[Saved entries]
+---+

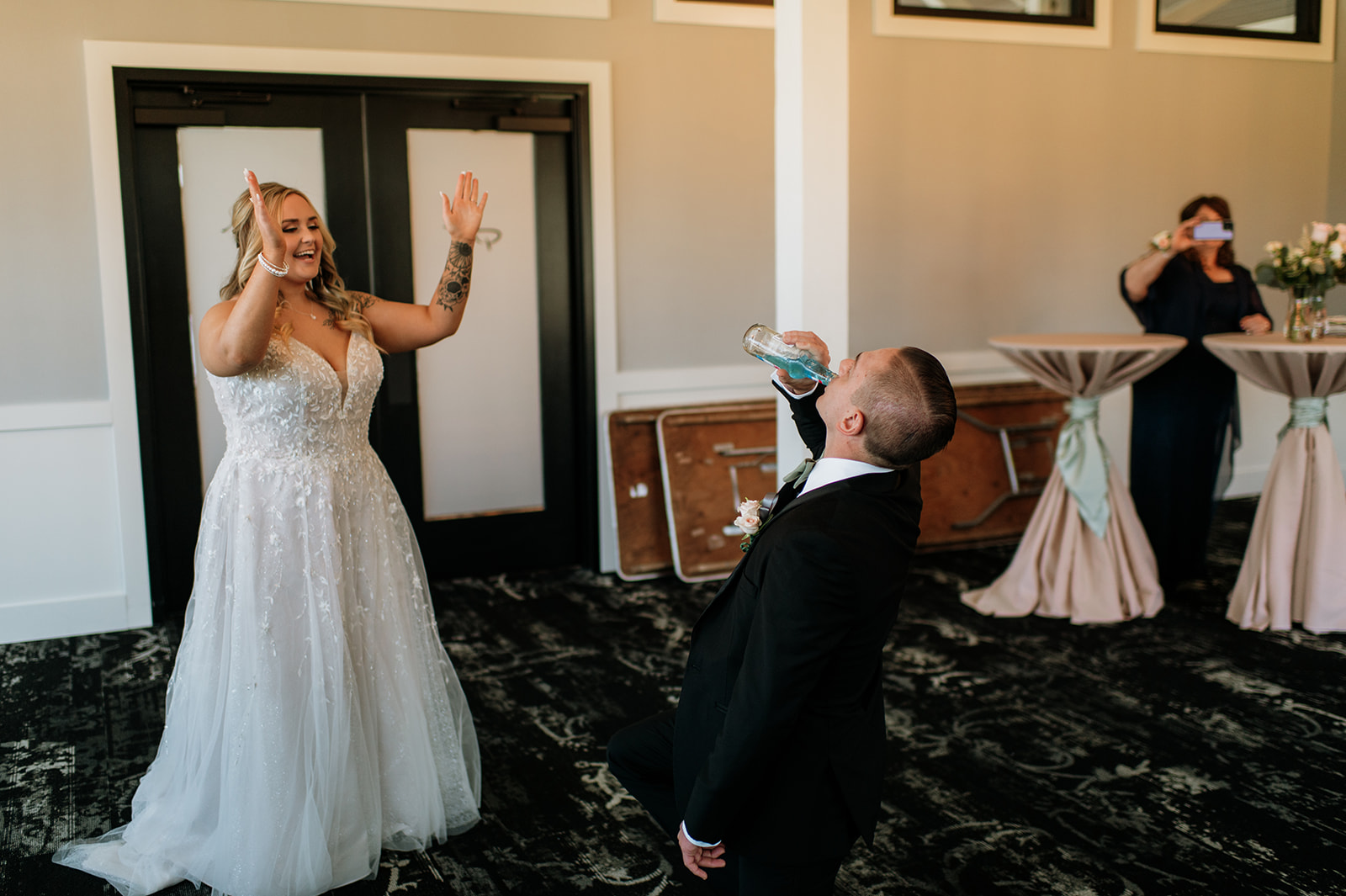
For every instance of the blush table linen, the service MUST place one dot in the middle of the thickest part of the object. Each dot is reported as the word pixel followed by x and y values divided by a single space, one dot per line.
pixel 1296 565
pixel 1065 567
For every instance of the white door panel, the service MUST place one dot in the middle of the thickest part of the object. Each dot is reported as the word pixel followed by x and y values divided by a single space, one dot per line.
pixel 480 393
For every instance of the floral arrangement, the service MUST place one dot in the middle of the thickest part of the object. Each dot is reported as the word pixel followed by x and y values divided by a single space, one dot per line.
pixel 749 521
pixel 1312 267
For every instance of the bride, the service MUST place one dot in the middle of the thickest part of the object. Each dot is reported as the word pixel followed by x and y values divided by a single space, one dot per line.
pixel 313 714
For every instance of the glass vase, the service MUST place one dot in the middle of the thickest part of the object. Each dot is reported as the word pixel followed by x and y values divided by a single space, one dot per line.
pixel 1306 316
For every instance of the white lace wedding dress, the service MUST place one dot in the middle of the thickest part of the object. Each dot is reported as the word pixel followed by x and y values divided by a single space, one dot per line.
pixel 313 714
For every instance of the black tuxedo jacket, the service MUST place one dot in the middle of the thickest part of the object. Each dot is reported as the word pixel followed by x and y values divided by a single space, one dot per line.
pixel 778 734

+---+

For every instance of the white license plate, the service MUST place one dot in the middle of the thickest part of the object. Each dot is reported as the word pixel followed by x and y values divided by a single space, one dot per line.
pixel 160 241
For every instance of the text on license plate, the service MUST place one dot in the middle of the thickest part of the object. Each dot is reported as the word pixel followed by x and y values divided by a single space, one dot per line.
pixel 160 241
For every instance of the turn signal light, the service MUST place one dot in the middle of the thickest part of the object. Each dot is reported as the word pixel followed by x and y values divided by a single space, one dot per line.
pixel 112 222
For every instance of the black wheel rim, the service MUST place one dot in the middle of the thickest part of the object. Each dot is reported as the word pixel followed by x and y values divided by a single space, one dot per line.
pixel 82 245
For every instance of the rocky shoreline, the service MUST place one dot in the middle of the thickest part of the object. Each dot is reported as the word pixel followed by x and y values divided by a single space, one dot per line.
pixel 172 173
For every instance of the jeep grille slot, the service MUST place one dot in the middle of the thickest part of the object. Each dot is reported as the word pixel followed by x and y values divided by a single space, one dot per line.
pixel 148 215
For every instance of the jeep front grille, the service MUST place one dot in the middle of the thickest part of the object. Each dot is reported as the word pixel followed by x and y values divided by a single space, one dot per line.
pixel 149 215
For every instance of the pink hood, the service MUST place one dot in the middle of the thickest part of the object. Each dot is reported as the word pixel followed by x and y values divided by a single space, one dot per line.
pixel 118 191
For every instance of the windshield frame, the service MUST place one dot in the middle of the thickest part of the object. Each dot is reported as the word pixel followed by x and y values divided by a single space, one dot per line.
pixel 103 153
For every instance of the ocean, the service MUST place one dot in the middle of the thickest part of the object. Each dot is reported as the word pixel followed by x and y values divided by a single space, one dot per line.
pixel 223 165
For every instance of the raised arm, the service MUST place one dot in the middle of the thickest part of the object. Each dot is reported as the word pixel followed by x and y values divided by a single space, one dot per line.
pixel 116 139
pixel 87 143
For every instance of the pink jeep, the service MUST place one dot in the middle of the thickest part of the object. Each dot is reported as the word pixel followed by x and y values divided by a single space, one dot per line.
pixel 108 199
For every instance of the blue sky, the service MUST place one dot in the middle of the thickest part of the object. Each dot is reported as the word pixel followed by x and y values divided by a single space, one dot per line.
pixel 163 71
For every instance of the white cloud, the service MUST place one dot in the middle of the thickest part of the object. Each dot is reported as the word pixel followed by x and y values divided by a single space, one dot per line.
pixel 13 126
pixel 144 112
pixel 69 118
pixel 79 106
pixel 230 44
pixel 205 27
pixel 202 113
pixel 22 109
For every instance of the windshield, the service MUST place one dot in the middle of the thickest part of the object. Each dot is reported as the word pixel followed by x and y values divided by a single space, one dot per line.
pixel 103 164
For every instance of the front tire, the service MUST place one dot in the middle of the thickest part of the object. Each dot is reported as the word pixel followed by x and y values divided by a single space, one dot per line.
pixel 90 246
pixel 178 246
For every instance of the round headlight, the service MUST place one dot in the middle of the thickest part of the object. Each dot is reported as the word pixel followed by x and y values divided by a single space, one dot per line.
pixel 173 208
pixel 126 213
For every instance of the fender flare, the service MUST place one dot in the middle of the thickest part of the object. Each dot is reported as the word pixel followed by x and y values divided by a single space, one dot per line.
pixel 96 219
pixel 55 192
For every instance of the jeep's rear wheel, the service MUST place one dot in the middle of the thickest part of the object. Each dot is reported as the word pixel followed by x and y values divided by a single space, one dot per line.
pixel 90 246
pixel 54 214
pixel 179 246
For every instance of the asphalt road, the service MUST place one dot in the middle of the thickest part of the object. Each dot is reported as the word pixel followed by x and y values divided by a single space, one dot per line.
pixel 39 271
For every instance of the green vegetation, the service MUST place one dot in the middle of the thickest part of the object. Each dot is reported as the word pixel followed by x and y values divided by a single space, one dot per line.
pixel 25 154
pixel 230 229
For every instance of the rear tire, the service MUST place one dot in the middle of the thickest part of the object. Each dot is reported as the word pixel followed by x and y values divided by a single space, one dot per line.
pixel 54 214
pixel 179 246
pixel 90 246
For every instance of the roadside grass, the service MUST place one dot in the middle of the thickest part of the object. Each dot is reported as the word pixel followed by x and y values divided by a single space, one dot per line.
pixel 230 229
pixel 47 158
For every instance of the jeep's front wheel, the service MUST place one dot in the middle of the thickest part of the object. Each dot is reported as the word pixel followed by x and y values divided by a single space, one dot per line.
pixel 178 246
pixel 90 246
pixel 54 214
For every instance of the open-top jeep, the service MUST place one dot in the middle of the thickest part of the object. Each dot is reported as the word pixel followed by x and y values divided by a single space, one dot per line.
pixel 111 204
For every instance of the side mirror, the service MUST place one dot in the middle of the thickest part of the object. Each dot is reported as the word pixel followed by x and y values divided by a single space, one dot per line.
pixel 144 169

+---+

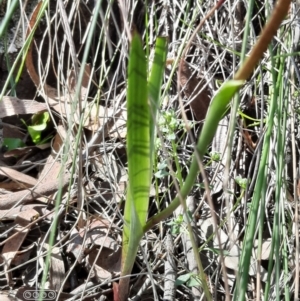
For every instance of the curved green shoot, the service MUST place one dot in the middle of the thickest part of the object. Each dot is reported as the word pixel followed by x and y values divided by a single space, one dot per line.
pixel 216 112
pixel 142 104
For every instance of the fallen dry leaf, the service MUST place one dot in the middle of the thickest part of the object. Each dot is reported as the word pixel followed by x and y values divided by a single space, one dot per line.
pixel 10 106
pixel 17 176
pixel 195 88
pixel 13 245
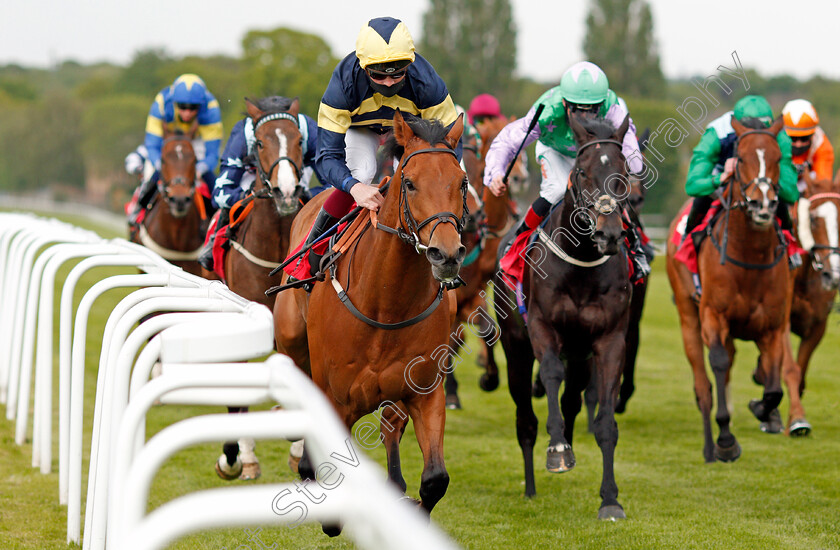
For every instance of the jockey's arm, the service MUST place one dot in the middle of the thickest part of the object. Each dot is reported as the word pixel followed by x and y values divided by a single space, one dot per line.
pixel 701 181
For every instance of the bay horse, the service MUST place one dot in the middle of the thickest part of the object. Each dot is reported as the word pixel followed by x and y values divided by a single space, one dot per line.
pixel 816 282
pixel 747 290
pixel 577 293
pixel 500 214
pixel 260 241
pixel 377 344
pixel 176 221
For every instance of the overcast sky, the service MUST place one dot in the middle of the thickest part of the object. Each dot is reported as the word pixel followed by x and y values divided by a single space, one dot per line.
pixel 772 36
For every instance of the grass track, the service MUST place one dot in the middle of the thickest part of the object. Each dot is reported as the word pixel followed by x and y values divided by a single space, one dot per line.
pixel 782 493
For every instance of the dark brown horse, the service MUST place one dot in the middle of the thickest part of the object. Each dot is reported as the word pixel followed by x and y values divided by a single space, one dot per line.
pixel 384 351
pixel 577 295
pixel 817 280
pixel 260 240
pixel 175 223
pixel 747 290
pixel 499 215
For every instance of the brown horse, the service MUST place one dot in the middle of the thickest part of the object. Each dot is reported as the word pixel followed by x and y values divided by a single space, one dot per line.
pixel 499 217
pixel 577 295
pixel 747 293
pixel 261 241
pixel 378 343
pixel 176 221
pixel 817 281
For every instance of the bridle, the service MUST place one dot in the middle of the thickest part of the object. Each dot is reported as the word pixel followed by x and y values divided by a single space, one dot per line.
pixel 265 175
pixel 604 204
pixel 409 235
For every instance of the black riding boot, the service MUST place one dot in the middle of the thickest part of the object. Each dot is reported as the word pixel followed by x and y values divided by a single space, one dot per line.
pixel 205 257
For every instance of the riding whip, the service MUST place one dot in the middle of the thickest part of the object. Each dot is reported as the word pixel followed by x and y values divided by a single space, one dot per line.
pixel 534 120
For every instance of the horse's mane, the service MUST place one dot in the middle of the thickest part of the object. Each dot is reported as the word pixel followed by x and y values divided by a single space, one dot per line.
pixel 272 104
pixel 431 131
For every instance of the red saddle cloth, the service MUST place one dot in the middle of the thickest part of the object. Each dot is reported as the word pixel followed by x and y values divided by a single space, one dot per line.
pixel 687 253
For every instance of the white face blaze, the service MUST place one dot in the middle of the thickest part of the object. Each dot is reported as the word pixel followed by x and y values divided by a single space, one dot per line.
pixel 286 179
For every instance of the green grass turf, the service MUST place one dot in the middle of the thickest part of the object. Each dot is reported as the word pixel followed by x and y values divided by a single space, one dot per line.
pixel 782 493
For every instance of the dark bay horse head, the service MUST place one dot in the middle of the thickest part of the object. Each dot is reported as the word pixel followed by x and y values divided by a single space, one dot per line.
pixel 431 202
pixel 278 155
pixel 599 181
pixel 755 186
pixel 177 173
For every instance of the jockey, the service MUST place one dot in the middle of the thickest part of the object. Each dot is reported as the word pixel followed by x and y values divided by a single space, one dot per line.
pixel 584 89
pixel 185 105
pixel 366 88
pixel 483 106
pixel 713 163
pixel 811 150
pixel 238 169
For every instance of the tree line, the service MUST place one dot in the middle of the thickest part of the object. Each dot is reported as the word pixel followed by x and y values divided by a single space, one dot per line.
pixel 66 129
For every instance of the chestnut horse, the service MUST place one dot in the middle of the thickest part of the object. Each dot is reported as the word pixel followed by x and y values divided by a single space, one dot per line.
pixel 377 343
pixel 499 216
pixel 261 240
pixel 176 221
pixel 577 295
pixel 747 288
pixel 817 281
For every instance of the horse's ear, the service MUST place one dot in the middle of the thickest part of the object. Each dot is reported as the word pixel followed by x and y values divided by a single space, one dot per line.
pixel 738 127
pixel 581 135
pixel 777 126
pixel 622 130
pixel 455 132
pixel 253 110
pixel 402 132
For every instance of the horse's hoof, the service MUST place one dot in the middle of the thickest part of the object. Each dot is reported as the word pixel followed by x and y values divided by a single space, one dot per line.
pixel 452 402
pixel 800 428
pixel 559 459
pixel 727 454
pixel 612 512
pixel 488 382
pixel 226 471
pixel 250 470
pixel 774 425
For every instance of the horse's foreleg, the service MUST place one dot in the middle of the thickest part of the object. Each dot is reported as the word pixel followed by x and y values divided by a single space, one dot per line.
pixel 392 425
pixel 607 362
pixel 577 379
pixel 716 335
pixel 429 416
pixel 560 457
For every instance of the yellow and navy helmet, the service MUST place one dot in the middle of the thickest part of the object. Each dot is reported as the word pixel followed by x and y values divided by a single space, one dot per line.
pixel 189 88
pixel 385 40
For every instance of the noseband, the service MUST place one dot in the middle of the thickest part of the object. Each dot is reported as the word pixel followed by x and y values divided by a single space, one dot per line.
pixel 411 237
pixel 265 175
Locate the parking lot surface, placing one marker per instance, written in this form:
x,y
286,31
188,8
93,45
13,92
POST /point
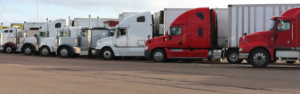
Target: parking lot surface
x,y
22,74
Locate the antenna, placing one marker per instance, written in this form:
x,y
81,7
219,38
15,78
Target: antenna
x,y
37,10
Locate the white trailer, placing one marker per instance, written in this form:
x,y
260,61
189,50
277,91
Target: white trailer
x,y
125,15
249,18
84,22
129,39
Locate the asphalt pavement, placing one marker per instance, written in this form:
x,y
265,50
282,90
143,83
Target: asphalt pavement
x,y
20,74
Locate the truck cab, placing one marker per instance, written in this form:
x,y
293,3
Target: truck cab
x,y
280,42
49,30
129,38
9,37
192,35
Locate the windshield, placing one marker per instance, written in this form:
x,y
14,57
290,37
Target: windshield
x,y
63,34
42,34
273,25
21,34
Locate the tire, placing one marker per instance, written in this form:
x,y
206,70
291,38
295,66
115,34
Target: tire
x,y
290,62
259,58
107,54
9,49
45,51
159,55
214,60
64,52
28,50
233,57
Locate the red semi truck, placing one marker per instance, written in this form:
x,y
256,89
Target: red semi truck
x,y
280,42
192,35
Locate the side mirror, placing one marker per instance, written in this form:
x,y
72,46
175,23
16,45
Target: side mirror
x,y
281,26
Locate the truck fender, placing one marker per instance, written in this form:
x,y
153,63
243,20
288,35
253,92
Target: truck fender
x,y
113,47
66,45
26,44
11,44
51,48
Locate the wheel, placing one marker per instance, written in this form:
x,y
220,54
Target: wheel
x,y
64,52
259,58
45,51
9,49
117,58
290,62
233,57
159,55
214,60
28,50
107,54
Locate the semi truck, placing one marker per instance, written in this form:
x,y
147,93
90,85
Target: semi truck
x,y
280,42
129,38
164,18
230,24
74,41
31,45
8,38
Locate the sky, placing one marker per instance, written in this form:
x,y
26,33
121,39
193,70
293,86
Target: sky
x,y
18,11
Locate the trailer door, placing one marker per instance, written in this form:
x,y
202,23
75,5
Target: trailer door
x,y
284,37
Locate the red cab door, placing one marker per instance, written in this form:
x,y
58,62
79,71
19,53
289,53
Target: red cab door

+---+

> Short task: Please pull out every line of the material above that contains the string "parking", counting only matches with the same case.

> Exercise response:
Locate the parking lot surface, placing one marker per instance, written in this form:
Target: parking lot surface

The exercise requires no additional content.